» **Your task**
Below are some records; retype all of them exactly.
-- begin Data supplied --
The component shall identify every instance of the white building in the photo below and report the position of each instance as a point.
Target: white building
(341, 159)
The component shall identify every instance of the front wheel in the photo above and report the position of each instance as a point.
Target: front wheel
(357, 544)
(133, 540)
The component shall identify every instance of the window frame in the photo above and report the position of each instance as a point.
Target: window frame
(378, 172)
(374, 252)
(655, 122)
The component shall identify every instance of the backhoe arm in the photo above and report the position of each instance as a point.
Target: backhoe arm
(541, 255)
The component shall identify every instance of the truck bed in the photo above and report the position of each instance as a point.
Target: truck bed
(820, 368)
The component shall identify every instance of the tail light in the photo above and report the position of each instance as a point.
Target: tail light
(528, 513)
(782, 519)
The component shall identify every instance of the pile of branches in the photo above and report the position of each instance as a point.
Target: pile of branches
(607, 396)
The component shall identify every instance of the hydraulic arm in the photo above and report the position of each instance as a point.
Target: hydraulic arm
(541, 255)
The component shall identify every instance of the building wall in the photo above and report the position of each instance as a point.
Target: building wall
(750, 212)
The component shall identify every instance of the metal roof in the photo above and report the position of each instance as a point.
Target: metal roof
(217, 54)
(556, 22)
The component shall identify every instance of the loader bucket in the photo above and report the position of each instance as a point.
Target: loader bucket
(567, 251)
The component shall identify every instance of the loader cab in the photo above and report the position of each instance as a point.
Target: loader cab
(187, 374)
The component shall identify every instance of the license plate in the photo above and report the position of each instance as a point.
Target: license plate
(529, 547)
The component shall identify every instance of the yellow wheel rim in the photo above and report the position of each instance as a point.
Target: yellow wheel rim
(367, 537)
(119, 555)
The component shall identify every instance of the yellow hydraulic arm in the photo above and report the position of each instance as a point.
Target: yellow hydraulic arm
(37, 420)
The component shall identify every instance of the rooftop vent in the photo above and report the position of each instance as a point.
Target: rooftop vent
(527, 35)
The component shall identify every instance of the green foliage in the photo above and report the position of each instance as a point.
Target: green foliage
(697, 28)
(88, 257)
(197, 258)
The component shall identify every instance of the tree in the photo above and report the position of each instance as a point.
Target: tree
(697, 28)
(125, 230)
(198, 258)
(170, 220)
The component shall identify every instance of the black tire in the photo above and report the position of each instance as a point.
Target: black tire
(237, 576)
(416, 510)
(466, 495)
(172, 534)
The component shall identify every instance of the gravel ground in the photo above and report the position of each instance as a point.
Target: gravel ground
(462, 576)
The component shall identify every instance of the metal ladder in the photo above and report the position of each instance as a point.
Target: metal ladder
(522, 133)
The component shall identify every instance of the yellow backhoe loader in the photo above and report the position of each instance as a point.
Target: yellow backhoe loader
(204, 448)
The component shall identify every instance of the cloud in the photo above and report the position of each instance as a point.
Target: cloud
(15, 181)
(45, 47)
-- end Data supplied --
» **Problem solution**
The component shall identify every instance of the white building in the photo below and report the position of each instance as a point.
Target: white building
(341, 159)
The component shall identify every instance of the front wheel in the photo above and report the position of each instance as a point.
Target: front wheel
(357, 544)
(133, 540)
The component shall identify every instance of the window frame in the photo above and report the position of each instance as a point.
Target: window frame
(378, 172)
(374, 252)
(655, 122)
The component shall identify every instance of the backhoe arm in the photo above and report the position of each instance as a point.
Target: backhoe arm
(541, 255)
The component shall identify every instance of the truck bed in the photo above and report the position of each instance as a point.
Target: truck bed
(820, 368)
The component shall identify every instance of the tail light in the photo above and report the position of each instance as a point.
Target: tail light
(528, 513)
(782, 519)
The component shall identify every instance of the pile of branches in the photo above and report the position of each instance as a point.
Target: pile of branches
(607, 396)
The component shall identify every instance of the hydraulic arm in the photo above and report the position of each instance as a point.
Target: hydraulic arm
(541, 255)
The component shall identify every instance of the building wall in the photo above and report the position of each instance as a point.
Target: building wall
(750, 212)
The component shall identify every instance of the metal roof in the photo above and report the position of each instance as a point.
Target: metal roof
(217, 54)
(556, 22)
The component shall identify every instance of the loader bucket in the photo above and report the position of each instance as a point.
Target: loader bucket
(567, 251)
The component shall identify every instance of the loader cab in the photo above and report the position of each instance as a point.
Target: loader cab
(187, 374)
The component shall identify every instance of the license plate in the photo above and report the position of each instance as a point.
Target: license plate
(529, 547)
The component shall identify every instance of the yellow wheel rim in the photo above and report the position of each instance as a point.
Target: yellow wheel rim
(367, 537)
(119, 555)
The component shall identify every instance of the yellow hydraulic arm in the photo above and report the position of each instance as a point.
Target: yellow hydraulic arm
(37, 420)
The component shall identify every instance of the rooftop vent in the photo above and report the position of each instance as a point.
Target: rooftop vent
(527, 35)
The component shall identify every instance of the green foliage in the photo above and report the position of each instance as a point.
Target: green foliage
(697, 28)
(88, 257)
(197, 258)
The component shall identify every instance of the tree in the photo above and report the position of each instance as a point.
Target: tree
(697, 28)
(125, 230)
(198, 258)
(170, 220)
The component shall identify every instance of the black tire in the photo above and report the position of each instance as a point.
Target: black tire
(237, 576)
(416, 510)
(466, 495)
(172, 534)
The component shall identify every instance of the gravel ground in the photo above and report the position of each instance as a point.
Target: gravel ground
(462, 576)
The component shall identify every instance of the metal ladder in the photo above and report the position of each instance as a point.
Target: metal ladder
(522, 133)
The component shall identify every instance of the yellow backhoe loader in the photo above and report the position of each instance as a point.
Target: yellow backhoe loader
(204, 448)
The component shall identify every instance of the cloud in the photo above and report the position of each instance as a point.
Target: cloud
(15, 181)
(45, 47)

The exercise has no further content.